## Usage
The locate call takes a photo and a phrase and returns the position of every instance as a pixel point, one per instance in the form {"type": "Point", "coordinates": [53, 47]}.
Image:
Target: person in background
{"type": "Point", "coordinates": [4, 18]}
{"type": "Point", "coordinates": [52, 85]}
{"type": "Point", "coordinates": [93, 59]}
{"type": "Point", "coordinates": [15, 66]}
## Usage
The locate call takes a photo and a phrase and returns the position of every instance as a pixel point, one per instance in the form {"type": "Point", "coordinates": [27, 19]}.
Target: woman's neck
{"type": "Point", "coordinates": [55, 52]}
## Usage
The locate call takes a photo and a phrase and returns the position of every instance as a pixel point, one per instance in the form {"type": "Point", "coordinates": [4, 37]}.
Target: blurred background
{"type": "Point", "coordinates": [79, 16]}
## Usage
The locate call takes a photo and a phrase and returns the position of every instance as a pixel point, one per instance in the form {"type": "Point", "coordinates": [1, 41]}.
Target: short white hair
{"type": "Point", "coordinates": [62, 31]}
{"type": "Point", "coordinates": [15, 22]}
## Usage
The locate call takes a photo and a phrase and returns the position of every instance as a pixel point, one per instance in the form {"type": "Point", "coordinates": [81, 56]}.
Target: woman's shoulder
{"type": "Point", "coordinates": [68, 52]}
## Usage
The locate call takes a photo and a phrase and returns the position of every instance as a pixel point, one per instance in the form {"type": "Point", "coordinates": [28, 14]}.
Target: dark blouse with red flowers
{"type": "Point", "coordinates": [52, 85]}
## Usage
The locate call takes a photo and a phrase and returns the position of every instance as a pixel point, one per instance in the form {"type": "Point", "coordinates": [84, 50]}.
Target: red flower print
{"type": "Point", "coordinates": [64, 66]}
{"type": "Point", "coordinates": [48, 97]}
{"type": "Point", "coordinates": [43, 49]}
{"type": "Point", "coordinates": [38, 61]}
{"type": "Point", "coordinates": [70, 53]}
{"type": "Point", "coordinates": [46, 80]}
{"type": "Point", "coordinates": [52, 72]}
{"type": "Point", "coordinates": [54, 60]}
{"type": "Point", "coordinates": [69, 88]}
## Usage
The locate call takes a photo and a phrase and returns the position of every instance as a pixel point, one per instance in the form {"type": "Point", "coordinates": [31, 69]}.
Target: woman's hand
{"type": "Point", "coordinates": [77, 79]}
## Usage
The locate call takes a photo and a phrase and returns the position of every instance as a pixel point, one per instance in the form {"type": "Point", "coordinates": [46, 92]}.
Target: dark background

SHORT TASK - Extract every entry above as it appears.

SOLVED PROBLEM -
## Usage
The locate call takes a photo and a phrase and returns the position of every instance as a pixel point, one per instance in the form {"type": "Point", "coordinates": [53, 47]}.
Image:
Target: person in background
{"type": "Point", "coordinates": [4, 18]}
{"type": "Point", "coordinates": [52, 85]}
{"type": "Point", "coordinates": [93, 59]}
{"type": "Point", "coordinates": [15, 66]}
## Usage
The locate call takes a photo and a phrase and returns the position of every instance as a pixel point, one per instance in the form {"type": "Point", "coordinates": [27, 19]}.
Target: woman's neck
{"type": "Point", "coordinates": [55, 52]}
## Usage
The locate call takes a photo and a phrase and returns the position of every instance as a pixel point, one per instance in the form {"type": "Point", "coordinates": [4, 37]}.
Target: blurred background
{"type": "Point", "coordinates": [79, 16]}
## Usage
The locate call takes a photo and a phrase and returns the position of every instance as a pixel point, one per instance in the form {"type": "Point", "coordinates": [1, 41]}.
Target: short white hair
{"type": "Point", "coordinates": [62, 31]}
{"type": "Point", "coordinates": [15, 22]}
## Usage
The locate call takes a photo and a phrase and returns the position of every instance as a pixel point, one per instance in the form {"type": "Point", "coordinates": [81, 56]}.
Target: woman's shoulder
{"type": "Point", "coordinates": [68, 52]}
## Usage
The locate call takes a photo and a phrase and returns the position of every instance as a pixel point, one per instance in the form {"type": "Point", "coordinates": [28, 14]}.
Target: dark blouse with red flowers
{"type": "Point", "coordinates": [52, 85]}
## Usage
The locate call takes a photo and a phrase and returns the position of every instance as a pixel point, one per instance in the form {"type": "Point", "coordinates": [84, 50]}.
Target: red flower print
{"type": "Point", "coordinates": [64, 66]}
{"type": "Point", "coordinates": [48, 97]}
{"type": "Point", "coordinates": [43, 49]}
{"type": "Point", "coordinates": [38, 61]}
{"type": "Point", "coordinates": [70, 53]}
{"type": "Point", "coordinates": [46, 80]}
{"type": "Point", "coordinates": [52, 72]}
{"type": "Point", "coordinates": [54, 60]}
{"type": "Point", "coordinates": [69, 88]}
## Usage
The locate call takes a photo and a phrase and returns the position of every instance as a pixel point, one per instance in the form {"type": "Point", "coordinates": [31, 69]}.
Target: woman's hand
{"type": "Point", "coordinates": [77, 79]}
## Usage
The locate call takes a photo and a phrase and returns the position of every instance as a pixel point, one per instance in the form {"type": "Point", "coordinates": [46, 92]}.
Target: dark background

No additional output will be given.